TASK OBJECTIVE: Count the lines in the entries below that contain the string "Query", with case counting. Give only the number.

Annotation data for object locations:
——
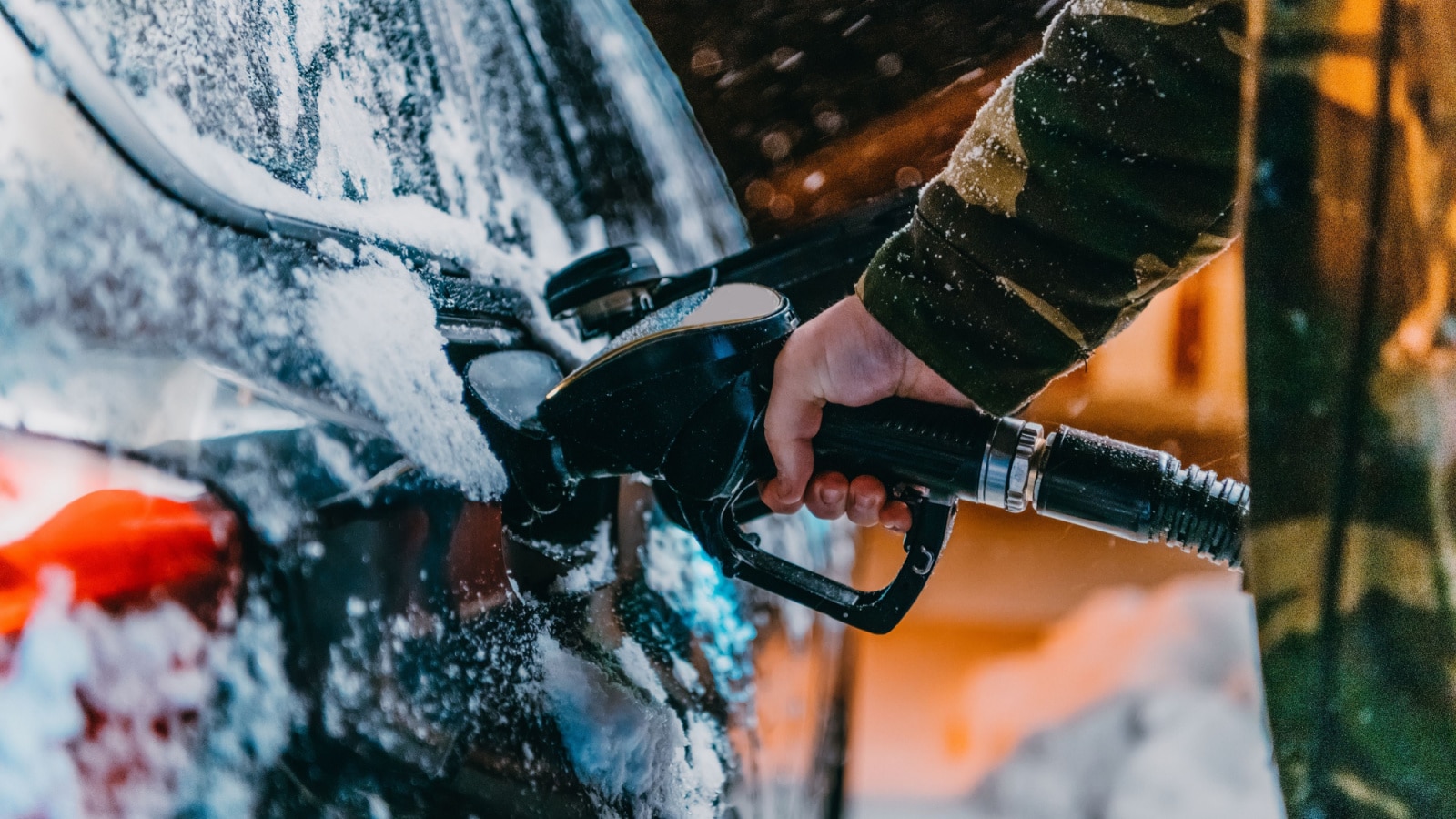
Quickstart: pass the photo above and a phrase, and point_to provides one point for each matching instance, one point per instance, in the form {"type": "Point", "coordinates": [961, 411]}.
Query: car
{"type": "Point", "coordinates": [258, 557]}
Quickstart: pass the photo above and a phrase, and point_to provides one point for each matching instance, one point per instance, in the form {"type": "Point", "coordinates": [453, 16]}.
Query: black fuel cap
{"type": "Point", "coordinates": [594, 278]}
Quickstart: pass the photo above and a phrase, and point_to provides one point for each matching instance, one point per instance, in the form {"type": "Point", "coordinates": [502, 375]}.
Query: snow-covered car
{"type": "Point", "coordinates": [252, 545]}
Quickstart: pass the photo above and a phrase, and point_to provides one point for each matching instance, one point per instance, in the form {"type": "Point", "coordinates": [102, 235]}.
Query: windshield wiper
{"type": "Point", "coordinates": [51, 36]}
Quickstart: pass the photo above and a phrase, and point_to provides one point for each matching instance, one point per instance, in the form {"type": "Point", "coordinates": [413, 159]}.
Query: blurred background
{"type": "Point", "coordinates": [1047, 669]}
——
TASK SOLUTION: 5